Task description: Please copy the records from the start through the line holding "top-left (0, 0), bottom-right (1024, 340)", inclusive, keeping the requests and their format samples unchanged but raising every coordinate in the answers by 103. Leave the pictures out of your copy.

Material for this exercise:
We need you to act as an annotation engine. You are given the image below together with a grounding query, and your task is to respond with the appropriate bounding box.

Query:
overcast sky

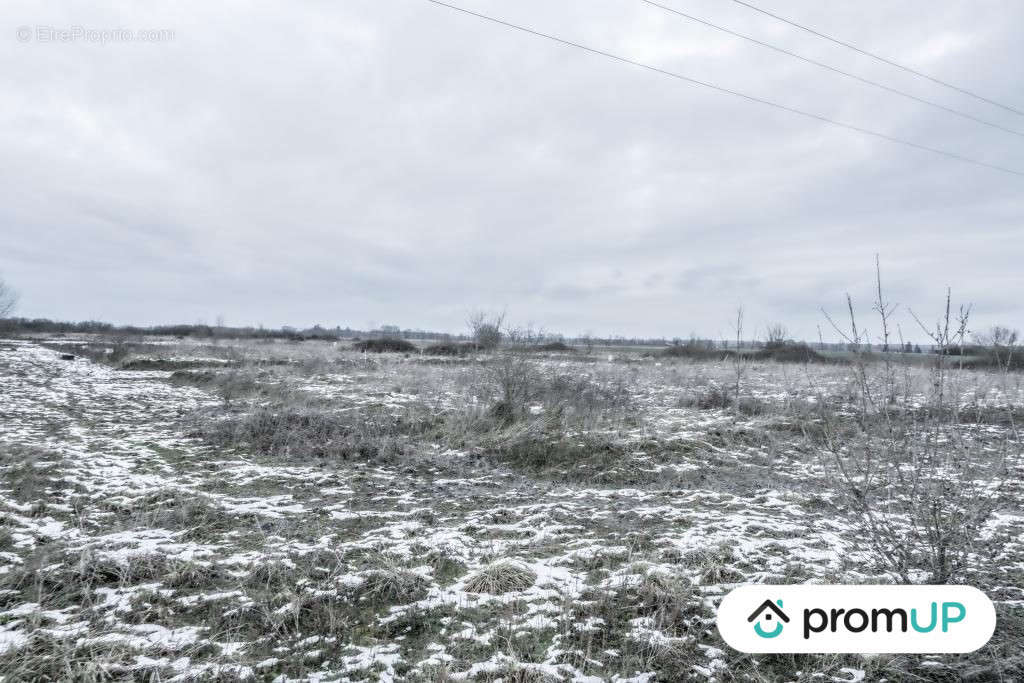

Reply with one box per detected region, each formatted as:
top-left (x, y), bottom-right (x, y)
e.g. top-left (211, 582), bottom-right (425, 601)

top-left (0, 0), bottom-right (1024, 340)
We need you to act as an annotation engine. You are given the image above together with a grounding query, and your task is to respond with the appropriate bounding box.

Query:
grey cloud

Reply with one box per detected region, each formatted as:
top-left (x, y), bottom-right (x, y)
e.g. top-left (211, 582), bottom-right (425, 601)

top-left (0, 0), bottom-right (1024, 337)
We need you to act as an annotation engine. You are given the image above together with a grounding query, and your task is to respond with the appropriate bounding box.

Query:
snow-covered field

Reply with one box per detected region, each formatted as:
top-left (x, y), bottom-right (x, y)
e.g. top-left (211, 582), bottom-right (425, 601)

top-left (0, 340), bottom-right (1024, 682)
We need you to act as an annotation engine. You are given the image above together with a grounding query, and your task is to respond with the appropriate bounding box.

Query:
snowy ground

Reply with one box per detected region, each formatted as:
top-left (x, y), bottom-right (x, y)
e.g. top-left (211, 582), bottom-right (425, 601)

top-left (0, 341), bottom-right (1024, 682)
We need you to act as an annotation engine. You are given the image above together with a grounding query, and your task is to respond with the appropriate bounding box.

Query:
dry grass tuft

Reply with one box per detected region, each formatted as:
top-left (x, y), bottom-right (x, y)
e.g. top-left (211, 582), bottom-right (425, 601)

top-left (466, 560), bottom-right (537, 595)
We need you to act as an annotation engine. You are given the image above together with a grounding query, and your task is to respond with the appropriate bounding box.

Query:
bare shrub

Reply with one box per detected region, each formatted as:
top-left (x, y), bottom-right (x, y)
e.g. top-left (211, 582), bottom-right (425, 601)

top-left (466, 311), bottom-right (505, 349)
top-left (0, 279), bottom-right (18, 318)
top-left (815, 272), bottom-right (1020, 584)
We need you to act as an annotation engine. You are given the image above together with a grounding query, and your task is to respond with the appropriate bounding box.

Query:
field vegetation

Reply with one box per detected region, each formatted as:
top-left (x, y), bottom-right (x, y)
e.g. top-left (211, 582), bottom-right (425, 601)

top-left (0, 303), bottom-right (1024, 683)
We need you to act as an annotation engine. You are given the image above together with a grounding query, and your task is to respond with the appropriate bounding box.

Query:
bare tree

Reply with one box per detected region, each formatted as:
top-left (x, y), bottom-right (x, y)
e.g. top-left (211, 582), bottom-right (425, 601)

top-left (732, 306), bottom-right (749, 414)
top-left (0, 279), bottom-right (17, 317)
top-left (765, 323), bottom-right (790, 348)
top-left (466, 310), bottom-right (505, 349)
top-left (812, 285), bottom-right (1007, 584)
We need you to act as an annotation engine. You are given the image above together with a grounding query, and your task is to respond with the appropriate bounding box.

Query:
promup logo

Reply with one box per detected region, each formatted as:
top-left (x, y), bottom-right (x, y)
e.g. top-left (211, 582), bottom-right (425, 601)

top-left (746, 600), bottom-right (790, 638)
top-left (718, 585), bottom-right (995, 653)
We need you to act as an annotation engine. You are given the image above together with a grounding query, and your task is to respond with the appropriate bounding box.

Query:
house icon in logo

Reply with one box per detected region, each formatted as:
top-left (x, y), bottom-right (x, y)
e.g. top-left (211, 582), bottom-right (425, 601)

top-left (746, 600), bottom-right (790, 638)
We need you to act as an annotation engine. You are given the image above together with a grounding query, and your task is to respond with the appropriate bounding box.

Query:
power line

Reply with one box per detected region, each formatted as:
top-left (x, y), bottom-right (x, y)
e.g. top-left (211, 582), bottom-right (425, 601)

top-left (732, 0), bottom-right (1024, 116)
top-left (640, 0), bottom-right (1024, 137)
top-left (426, 0), bottom-right (1024, 176)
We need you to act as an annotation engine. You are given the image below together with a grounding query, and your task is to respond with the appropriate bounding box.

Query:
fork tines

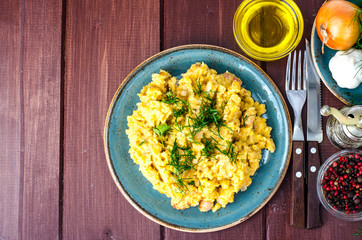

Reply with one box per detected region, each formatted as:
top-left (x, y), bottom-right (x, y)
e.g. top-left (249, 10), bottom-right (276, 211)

top-left (285, 50), bottom-right (307, 90)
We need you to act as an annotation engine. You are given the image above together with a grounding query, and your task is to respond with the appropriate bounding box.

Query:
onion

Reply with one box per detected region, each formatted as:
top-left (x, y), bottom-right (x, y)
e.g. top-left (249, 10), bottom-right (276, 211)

top-left (316, 0), bottom-right (361, 53)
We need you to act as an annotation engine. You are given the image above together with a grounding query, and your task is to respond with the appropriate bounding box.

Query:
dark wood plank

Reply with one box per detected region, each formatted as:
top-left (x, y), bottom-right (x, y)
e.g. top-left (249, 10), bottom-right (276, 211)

top-left (21, 0), bottom-right (62, 239)
top-left (164, 0), bottom-right (265, 240)
top-left (0, 1), bottom-right (21, 239)
top-left (0, 1), bottom-right (62, 239)
top-left (266, 0), bottom-right (360, 239)
top-left (63, 0), bottom-right (160, 240)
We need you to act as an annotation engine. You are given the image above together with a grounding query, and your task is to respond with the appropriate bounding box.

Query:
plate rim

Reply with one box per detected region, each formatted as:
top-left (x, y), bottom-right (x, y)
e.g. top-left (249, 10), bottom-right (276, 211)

top-left (103, 44), bottom-right (292, 233)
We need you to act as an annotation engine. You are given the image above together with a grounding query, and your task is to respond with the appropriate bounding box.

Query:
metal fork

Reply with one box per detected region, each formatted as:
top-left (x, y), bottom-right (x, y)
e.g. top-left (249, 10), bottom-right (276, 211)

top-left (285, 50), bottom-right (307, 228)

Right answer:
We need you to act as an annotation engine. You are given the image below together with a grounding query, and your task is to respond with the appropriate bounding box.

Query:
overcast sky


Reply with one box per detected region, each formatted as:
top-left (x, y), bottom-right (x, y)
e.g. top-left (211, 582), bottom-right (425, 601)

top-left (103, 103), bottom-right (1127, 443)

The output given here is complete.